(Records from a data collection)
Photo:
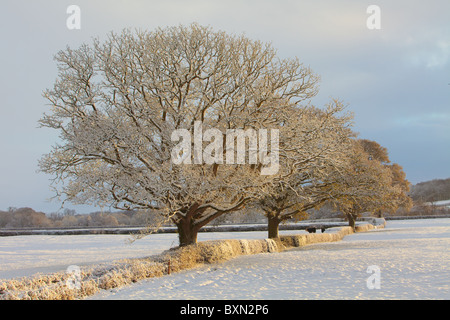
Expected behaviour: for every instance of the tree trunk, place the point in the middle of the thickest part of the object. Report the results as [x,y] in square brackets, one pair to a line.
[187,232]
[351,221]
[272,226]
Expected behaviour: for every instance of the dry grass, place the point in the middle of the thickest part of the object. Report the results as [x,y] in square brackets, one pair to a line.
[123,272]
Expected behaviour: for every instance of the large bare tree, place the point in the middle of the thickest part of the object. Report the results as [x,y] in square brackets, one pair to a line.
[116,104]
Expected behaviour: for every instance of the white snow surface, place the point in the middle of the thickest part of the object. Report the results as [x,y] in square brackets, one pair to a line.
[412,255]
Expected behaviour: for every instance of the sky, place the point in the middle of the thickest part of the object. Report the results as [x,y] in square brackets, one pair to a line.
[395,79]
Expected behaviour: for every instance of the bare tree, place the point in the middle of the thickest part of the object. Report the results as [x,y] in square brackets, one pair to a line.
[321,142]
[116,104]
[369,183]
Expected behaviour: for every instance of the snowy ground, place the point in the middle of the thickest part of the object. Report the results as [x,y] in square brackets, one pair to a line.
[412,255]
[413,258]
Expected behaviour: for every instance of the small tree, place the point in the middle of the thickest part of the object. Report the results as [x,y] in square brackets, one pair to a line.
[117,103]
[322,141]
[369,183]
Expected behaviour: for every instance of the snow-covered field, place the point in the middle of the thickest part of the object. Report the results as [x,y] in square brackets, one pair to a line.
[413,258]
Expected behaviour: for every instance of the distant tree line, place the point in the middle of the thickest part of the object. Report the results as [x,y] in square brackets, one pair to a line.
[431,191]
[29,218]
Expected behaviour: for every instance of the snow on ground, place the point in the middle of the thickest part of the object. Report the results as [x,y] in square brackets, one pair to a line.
[27,255]
[412,255]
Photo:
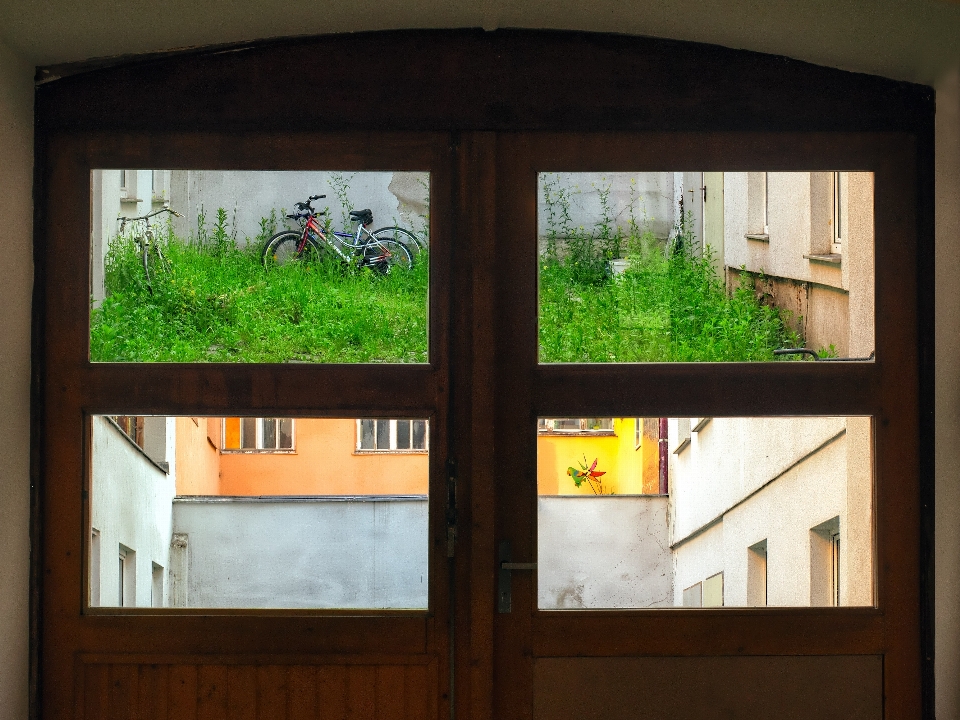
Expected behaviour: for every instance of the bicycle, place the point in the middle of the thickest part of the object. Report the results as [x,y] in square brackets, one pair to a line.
[147,245]
[379,250]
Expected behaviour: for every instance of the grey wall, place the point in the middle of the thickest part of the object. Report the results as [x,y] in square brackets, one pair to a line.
[603,552]
[368,552]
[16,282]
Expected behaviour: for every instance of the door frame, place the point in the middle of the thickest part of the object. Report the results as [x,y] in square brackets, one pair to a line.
[521,81]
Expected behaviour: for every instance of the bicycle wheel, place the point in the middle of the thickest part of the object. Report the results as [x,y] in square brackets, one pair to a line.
[385,255]
[281,249]
[403,236]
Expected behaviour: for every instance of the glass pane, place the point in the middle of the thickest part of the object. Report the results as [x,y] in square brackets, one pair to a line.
[403,434]
[269,433]
[383,434]
[735,512]
[366,434]
[200,525]
[419,434]
[248,434]
[705,266]
[244,266]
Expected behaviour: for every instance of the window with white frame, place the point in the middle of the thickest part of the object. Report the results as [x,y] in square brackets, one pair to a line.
[392,435]
[575,426]
[257,435]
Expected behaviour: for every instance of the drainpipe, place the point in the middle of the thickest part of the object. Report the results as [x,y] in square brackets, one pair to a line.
[664,484]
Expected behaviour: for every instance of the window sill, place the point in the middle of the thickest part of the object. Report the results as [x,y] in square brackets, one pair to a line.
[391,452]
[826,258]
[258,451]
[576,433]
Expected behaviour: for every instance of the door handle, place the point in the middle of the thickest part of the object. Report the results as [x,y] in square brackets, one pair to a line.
[505,580]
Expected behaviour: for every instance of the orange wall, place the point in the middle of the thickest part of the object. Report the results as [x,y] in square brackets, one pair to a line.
[325,462]
[197,464]
[629,470]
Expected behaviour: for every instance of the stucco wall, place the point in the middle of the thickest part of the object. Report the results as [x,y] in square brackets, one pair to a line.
[325,463]
[16,282]
[603,552]
[130,502]
[783,513]
[732,457]
[305,552]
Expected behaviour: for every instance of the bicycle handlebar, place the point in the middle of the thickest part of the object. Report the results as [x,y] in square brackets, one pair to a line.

EXERCISE INSTRUCTIONS: Pictures are to be left out; all else in the entries above is to be quoted exactly.

OUTPUT OF THE TASK:
Photo:
Expected behaviour: for every instance of the tree trunk, place the point in the middle of the thickest part of the object. Report the results as [x,y] in square brackets, one pair to a line.
[187,232]
[351,221]
[272,226]
Expected behaviour: for every instance of the dry grass, place the point in the middle of the thickest part of the object. Report the results as [x,y] in square brackets, one pair to a line.
[123,272]
Expected behaviour: for every instance of the large bare tree, place the point in the middle of the thickest part of the object. Report the results as [x,y] in square brackets, one pair to a line.
[116,104]
Expected behaviour: for every instance of the white snow surface, place the point in the middle of the thickest part of the object. Report the results as [x,y] in square brackets, one pair to a line.
[412,255]
Expected behaviour: for every instance of the sky, place the point in the middle of the thickest part of the object. Report the results as [x,y] in square brackets, one pair to a line.
[395,79]
Expected behaviour: for every instance of the bare tree, place the point in the middle of the thickest part of the object. Report the results as [x,y] in square brackets, one pair to a line.
[321,142]
[116,104]
[369,183]
Expected behaviour: for every instance of the snowy ground, place the point in the middle of the thickest part of the object. Report the results as [x,y] in square brackets, one pair to a line.
[412,255]
[413,258]
Expected behaviour: for every instance of the small tree, place the point in the middle of the thickest part of the object. Report the results as [x,y] in square brackets, one pair to a line.
[117,103]
[322,141]
[369,183]
Expected behaviour: for every instance of the snow-covered field, place the point in the middle of the thickest part of the object. Report the results as [x,y] in square brackets, one pair to a line.
[413,258]
Expected behaviour: for every instance of the distant tree line, place the point in the middle of the thickest part of the object. Report the results as [x,y] in square brackets, one pair to a line.
[431,191]
[29,218]
Expected behaviour: for every instance of the snow on ground, place the point in the middle of the thickest part of the object. Report the results as [x,y] in square brackets, one pair to a line.
[27,255]
[412,255]
Photo:
Expected behaviour: for every instance of the bicycle, place the point in the middle of the thickest part of the object. Report the results as [x,y] in square brackets, one pair to a line.
[147,245]
[379,250]
Expected behaviour: for every instance of the grey wall, place the point in the middle of the thickest part of the object. Report the results as [x,y] in square brackets, one pair to a line.
[603,552]
[368,552]
[16,282]
Expected behaviour: for every instance of the door frame, place the point in the middle of the thickest part of the object. Report the results as [x,y] in square brackets, one pair to a line.
[521,81]
Expected behaviour: for every instance of the bicycle wheel, place the point in the middle of the thickest part of the object. Report the results as [x,y] in square brackets, one pair to a line.
[385,255]
[281,249]
[403,236]
Expected behaviour: for every instance of the glass pane, place the point in the middle of the thickest part of the object. Report the results as [x,y] in square brackets, one pair to a line.
[403,434]
[269,433]
[383,434]
[735,512]
[366,434]
[200,525]
[419,434]
[248,434]
[705,266]
[244,266]
Expected behaviour: for every instance of the window with white frame, place the point in the middle of the thickest part of the object. Report the results as [x,y] in square brackets, one pair to a line.
[392,435]
[575,426]
[257,435]
Expected behaviour: for every instance of the drainpipe, place the point in the middle of the thickest part of the object. Report the results as [x,y] in square brackets, one pair to a line.
[664,484]
Expected behaviour: for every instance of the window sill, place the point in the middle of the thickest part of the object. Report the results as [x,y] in square brackets, one pair to a line.
[391,452]
[826,258]
[258,451]
[576,433]
Expected behaviour: for every instance of the door handle, place the point in the middle of the thickest part of the object. Report the results as [x,y] in square brackets, one pair to a line.
[505,580]
Expected behaviour: for every instance of the orange wall, place the point in the middle of the thickest part of the object. Report the results as [x,y] in square brackets, one pair to a line.
[325,462]
[197,464]
[629,470]
Expected behaviour: for every instance of the stucco wall, place the point in the middle of the thickest part of the object. Report the results as [x,y] in square brackets, one pair to a line.
[325,463]
[16,282]
[603,552]
[130,502]
[783,513]
[732,457]
[305,552]
Expected behaviour: for every instance of the bicycle handlebar, place the point in the middle of the thickest part of the object. Report the results as [x,y] in square brackets, one pair to a line.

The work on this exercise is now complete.